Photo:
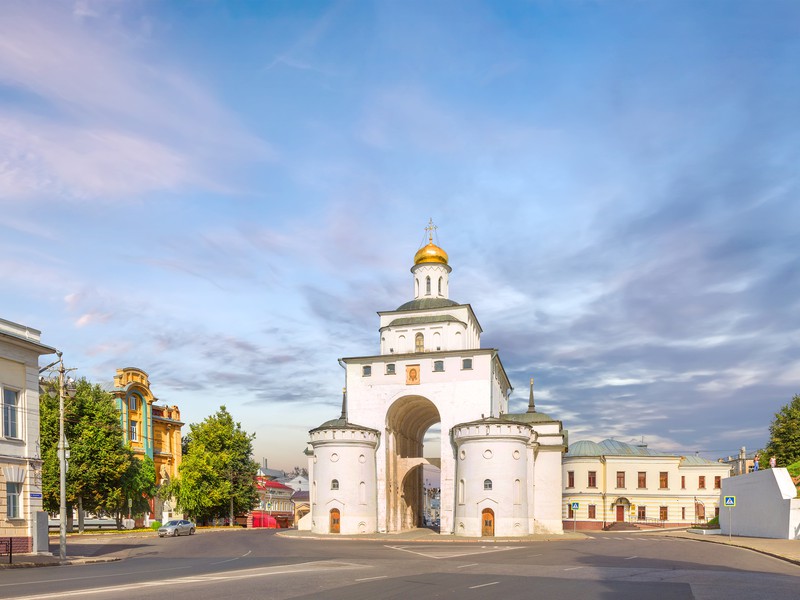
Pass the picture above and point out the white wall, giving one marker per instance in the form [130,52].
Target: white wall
[766,505]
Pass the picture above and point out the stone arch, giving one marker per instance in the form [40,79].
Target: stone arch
[407,420]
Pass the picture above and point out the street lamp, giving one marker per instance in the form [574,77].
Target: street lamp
[64,388]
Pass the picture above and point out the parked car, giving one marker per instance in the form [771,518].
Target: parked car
[176,527]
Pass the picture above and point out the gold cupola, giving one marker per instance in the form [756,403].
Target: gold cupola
[430,253]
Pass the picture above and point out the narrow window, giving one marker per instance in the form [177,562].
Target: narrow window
[10,411]
[419,343]
[12,500]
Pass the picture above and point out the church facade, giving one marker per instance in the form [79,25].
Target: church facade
[500,473]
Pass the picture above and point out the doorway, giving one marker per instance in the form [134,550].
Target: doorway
[487,520]
[335,518]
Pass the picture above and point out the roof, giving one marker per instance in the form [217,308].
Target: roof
[426,303]
[617,448]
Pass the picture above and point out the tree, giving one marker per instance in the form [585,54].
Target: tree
[784,433]
[217,474]
[99,458]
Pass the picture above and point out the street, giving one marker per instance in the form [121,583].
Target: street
[259,564]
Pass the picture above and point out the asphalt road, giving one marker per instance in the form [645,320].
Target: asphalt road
[258,564]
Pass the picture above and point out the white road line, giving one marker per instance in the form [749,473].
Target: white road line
[475,587]
[117,590]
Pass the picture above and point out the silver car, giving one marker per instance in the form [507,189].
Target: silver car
[176,527]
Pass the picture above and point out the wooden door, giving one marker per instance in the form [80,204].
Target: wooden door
[487,518]
[335,517]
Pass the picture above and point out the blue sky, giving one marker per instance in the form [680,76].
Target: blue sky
[224,194]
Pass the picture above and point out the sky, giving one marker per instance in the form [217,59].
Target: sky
[225,193]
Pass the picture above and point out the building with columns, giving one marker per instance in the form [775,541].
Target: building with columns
[151,429]
[500,473]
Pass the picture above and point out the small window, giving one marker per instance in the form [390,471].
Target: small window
[12,500]
[10,411]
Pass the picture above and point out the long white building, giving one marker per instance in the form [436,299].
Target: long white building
[500,473]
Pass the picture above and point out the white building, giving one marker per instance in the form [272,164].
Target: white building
[500,473]
[617,482]
[20,459]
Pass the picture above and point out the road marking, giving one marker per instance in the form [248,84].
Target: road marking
[232,575]
[452,553]
[232,559]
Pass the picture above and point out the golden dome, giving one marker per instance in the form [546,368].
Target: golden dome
[430,253]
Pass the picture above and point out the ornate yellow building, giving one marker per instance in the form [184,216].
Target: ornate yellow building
[151,429]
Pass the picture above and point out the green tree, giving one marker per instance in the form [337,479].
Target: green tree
[217,474]
[99,458]
[784,434]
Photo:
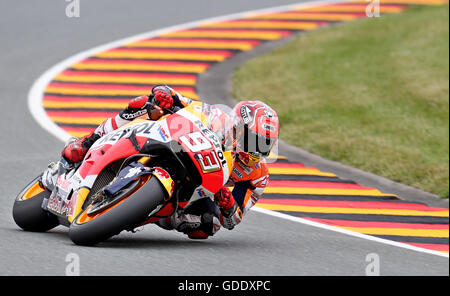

DIRECTIONS: Pictures stay out; everything else in the records gets copied exactly.

SOLUTION FOR THIS PROBLEM:
Photo:
Pass the picture above and point out the white wall, giving one marker per instance in the form [130,52].
Target: white wall
[766,505]
Pass the picture above and point out the stone arch, giving one marker per instance in the form [40,79].
Target: stone arch
[407,420]
Pass the picture above and point out the street lamp, giving one marker per instance in the form [574,77].
Target: street lamp
[64,388]
Pass the picture above and point out the parked car, giving one marker per instance in the form [771,518].
Target: parked car
[176,527]
Pass the picture above and point out the gold cupola, giving one marker per instance in the form [756,403].
Target: gold cupola
[430,253]
Pass the picture above and point out the narrow window, giving one marker per instance in the form [177,562].
Target: narrow window
[10,411]
[419,343]
[12,500]
Pass the picture above and point out the church facade, giving one marker per instance in the form [79,25].
Target: church facade
[500,473]
Pass the picture above and point out the doorway, giving one marker per instance in the form [134,550].
Target: doorway
[487,520]
[335,518]
Pass the picture above and point out the roof, giving one marker per instance in the form [217,308].
Target: roof
[426,303]
[617,448]
Pass the picture above and point out the tree, giving one marker per instance in the form [585,54].
Target: tree
[784,433]
[217,474]
[99,458]
Pass the picture above and point out the street, giving one marker per instance in the form [121,583].
Target: street
[259,564]
Pass the picture above and point out the asphalt road, giving one marker per instance in the form [645,320].
Target: asphalt road
[258,564]
Pass the picture above and point out the white road line, giving one marker per instance in the form [749,473].
Target: white road line
[475,587]
[117,590]
Pass the picture above and point out the silver car, giving one marker per instance in the form [507,189].
Target: silver car
[176,527]
Pass the picture above and point out the wooden door, giving one marker per instance in the form [80,204].
Target: wooden door
[487,518]
[335,517]
Pass the picture above and point out the blue sky, giving one marker per instance in the form [680,76].
Target: blue sky
[224,194]
Pass the picture above and point out the sky, giving one marker per instance in the form [217,59].
Target: sky
[225,193]
Pass the picture above and point out the building with columns, giving one marker per instance in the form [775,541].
Target: building with columns
[151,429]
[500,473]
Pass the picture above and point out the small window, giving one marker per instance in the form [390,471].
Target: small window
[12,500]
[10,411]
Pass the picture above and point out the long white building, giving one marker per instance in the form [436,299].
Target: long white building
[500,473]
Pass the picture above and point out the white building, giving one marker per instance in the form [272,164].
Target: white building
[500,473]
[617,482]
[20,459]
Pass the picture above and point out the road marking, giving one marker per instance in the form [248,84].
Target: road marking
[232,575]
[452,553]
[232,559]
Pass the picture above and point out the golden dome, giving one marker per instance in the form [546,368].
Target: golden dome
[430,253]
Pass the picture above and point out the ornate yellow building, giving one marker per instance in the form [184,216].
Target: ornate yellow building
[151,429]
Pass the picture above and point out the green tree, giving one marker per instance in the form [337,479].
Target: green tree
[217,474]
[99,458]
[784,434]
Photo:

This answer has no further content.